Find the line that contains "Look at the photo above. For every instance of the mountain". Output it and every line after it to the end of the records, exactly as they appear.
## Begin
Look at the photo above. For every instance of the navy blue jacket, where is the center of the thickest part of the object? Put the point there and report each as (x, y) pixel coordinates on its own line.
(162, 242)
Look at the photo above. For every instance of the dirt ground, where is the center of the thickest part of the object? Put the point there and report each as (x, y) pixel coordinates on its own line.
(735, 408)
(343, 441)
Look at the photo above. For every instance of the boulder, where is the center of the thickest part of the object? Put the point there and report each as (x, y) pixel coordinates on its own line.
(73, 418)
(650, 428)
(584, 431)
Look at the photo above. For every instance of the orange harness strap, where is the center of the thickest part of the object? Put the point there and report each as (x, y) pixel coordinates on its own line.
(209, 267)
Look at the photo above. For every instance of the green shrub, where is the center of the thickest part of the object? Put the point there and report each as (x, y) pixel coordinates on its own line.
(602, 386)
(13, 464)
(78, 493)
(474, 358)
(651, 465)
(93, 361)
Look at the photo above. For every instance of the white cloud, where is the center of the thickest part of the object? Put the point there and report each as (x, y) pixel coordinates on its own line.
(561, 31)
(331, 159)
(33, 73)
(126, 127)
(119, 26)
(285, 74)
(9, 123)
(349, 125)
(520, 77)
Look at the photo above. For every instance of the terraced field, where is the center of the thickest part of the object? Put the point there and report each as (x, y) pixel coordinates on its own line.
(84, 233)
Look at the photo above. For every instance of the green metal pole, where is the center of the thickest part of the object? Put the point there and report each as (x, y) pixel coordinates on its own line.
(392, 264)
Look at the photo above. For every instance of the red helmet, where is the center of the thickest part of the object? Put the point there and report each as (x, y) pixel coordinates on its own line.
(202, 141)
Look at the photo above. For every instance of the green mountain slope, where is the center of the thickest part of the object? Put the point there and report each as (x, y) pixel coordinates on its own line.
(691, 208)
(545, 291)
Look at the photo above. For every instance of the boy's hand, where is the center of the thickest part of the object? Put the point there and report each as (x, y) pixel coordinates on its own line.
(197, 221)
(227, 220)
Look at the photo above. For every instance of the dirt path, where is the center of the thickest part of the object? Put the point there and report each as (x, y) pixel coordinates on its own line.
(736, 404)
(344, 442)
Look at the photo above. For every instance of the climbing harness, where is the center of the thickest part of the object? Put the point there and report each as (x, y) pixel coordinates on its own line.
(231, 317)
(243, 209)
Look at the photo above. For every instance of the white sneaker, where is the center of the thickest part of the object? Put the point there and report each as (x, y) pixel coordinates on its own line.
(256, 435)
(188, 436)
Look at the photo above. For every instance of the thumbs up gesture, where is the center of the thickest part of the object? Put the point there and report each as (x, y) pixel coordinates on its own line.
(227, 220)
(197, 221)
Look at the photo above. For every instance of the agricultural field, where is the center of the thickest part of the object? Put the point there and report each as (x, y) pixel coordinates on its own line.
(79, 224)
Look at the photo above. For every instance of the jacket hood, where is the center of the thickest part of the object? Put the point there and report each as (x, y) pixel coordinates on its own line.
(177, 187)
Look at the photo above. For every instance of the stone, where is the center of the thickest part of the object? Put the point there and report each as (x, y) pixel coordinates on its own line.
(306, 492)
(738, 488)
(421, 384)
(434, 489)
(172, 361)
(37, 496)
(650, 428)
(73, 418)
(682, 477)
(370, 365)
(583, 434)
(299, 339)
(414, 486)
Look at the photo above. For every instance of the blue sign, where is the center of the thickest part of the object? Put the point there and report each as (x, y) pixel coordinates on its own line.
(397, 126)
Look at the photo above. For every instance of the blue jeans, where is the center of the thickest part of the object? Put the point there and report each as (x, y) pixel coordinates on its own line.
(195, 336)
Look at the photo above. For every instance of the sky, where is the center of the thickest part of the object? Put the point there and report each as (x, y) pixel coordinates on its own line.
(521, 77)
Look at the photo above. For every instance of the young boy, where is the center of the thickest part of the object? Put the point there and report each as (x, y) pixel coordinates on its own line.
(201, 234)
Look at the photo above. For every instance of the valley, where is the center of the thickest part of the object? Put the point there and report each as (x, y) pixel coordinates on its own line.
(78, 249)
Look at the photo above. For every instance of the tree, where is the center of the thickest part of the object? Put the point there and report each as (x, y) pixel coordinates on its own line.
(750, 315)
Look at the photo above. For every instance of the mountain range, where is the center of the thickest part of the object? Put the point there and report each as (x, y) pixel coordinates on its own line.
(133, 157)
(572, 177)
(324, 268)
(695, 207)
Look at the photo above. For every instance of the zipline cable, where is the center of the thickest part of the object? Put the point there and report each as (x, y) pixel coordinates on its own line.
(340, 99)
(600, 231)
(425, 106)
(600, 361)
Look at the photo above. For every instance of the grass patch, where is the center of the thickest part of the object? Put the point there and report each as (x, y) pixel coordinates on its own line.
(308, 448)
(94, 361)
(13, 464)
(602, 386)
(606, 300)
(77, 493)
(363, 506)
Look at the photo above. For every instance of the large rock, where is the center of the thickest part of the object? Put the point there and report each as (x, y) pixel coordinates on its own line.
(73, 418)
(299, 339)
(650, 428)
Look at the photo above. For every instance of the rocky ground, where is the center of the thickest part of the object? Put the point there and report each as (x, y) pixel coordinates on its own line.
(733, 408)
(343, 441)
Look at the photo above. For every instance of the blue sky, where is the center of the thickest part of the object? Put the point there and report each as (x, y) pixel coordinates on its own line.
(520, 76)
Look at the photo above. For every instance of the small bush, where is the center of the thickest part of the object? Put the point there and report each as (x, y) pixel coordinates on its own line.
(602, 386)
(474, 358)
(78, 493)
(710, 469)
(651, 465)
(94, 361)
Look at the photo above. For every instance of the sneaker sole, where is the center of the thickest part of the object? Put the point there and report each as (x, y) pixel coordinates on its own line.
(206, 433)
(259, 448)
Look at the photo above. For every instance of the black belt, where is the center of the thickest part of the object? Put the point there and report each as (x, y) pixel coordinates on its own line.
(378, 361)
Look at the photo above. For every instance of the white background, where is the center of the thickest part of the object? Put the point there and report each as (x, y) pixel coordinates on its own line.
## End
** Correct output **
Look at the photo above. For every instance of the mountain range, where is the center of the thickest part of the object? Put the point there and report each as (x, y) pixel coordinates on its own line.
(133, 157)
(572, 177)
(324, 268)
(695, 207)
Look at the photo above. For every instance of the zipline cable, where is the center of the thickest part of the object? Put the point there and report each as (x, y) pixel coordinates on its own line.
(340, 99)
(600, 231)
(425, 106)
(600, 361)
Look at the photo above. For every instance of the grass patch, where is the center of the thickest part of the object? Put the point there and report each as (x, y) pixel coordinates on its own line.
(308, 448)
(94, 361)
(13, 464)
(602, 386)
(606, 300)
(77, 493)
(363, 506)
Look at the photo above. For every instance of the large rock, where is the center of the thickest part of the object? Put the point there and report each as (x, y) pixel coordinates on its own line.
(73, 418)
(299, 339)
(650, 428)
Look at the photo above. For every instance of the rocky ground, where is the center of the thickest part of the object? Put the point there and report each as (x, y) pixel coordinates on its own line.
(733, 408)
(343, 441)
Look at the photo above. For every instance of the blue sky, where is the center of the thickest part of the object? Put the point there and report each as (x, y) pixel coordinates on its own line.
(520, 76)
Look at the photo above. For every instance of the small bush, where is the center of the thickest part of the object? Put the point there and report each as (x, y) pixel coordinates on its own line.
(602, 386)
(474, 358)
(78, 493)
(710, 469)
(651, 465)
(94, 361)
Look at the photo above. For every instance of the sneaker sole, where is the center of the thickest part of the object? Put the point there and report each as (x, y) pixel coordinates on its own line.
(206, 433)
(259, 448)
Look at the photo above. For every instance of the black belt, where is the center of the thickest part of the object? Put the point there and report each as (x, y) pixel coordinates on its own line.
(378, 361)
Look at the photo above. For every instance of the white background, where is the center of the thickest part of the object? Put the point there and report each as (x, y) pixel coordinates on its own line.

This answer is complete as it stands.